Texte proposé |
• • • •

Jean-Paul Bravard : “Depuis quelque temps déjà, Jacques Bethemont insistait pour que l’on fasse un "Rhône" ensemble. L’idée s’est finalement concrétisée il y a deux ans, avec une double motivation.
La première, c’est que nous avions tous les deux un bilan à tirer de nos recherches respectives et de nos longues expériences du fleuve. La seconde s’appuie sur le fait qu’aucune synthèse scientifique sur le Rhône n’a été proposée depuis quasiment une cinquantaine d’années.
La recherche scientifique tend de plus en plus à se spécialiser et c’est normal : aujourd’hui on ne peut être publié que si on a des recherches très pointues. Et comme la lecture de ces publications réclame très souvent une solide initiation, cela fait que les riverains du Rhône s’en retrouvent progressivement déconnectés. Notre ambition était donc de servir un peu de passeurs entre une recherche qui va de l’avant et la connaissance générale que les Rhodaniens, au sens large, ont de leur fleuve.

• • • •

Extrait des données |
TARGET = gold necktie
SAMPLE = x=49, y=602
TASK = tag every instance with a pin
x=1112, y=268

• • • •

Consigne |
Recopiez mot pour mot l'intégralité du texte sur le Rhône, sans rien y modifier.

Corrigé |
Jean-Paul Bravard : “Depuis quelque temps déjà, Jacques Bethemont insistait pour que l’on fasse un "Rhône" ensemble. L’idée s’est finalement concrétisée il y a deux ans, avec une double motivation.
La première, c’est que nous avions tous les deux un bilan à tirer de nos recherches respectives et de nos longues expériences du fleuve. La seconde s’appuie sur le fait qu’aucune synthèse scientifique sur le Rhône n’a été proposée depuis quasiment une cinquantaine d’années.
La recherche scientifique tend de plus en plus à se spécialiser et c’est normal : aujourd’hui on ne peut être publié que si on a des recherches très pointues. Et comme la lecture de ces publications réclame très souvent une solide initiation, cela fait que les riverains du Rhône s’en retrouvent progressivement déconnectés. Notre ambition était donc de servir un peu de passeurs entre une recherche qui va de l’avant et la connaissance générale que les Rhodaniens, au sens large, ont de leur fleuve.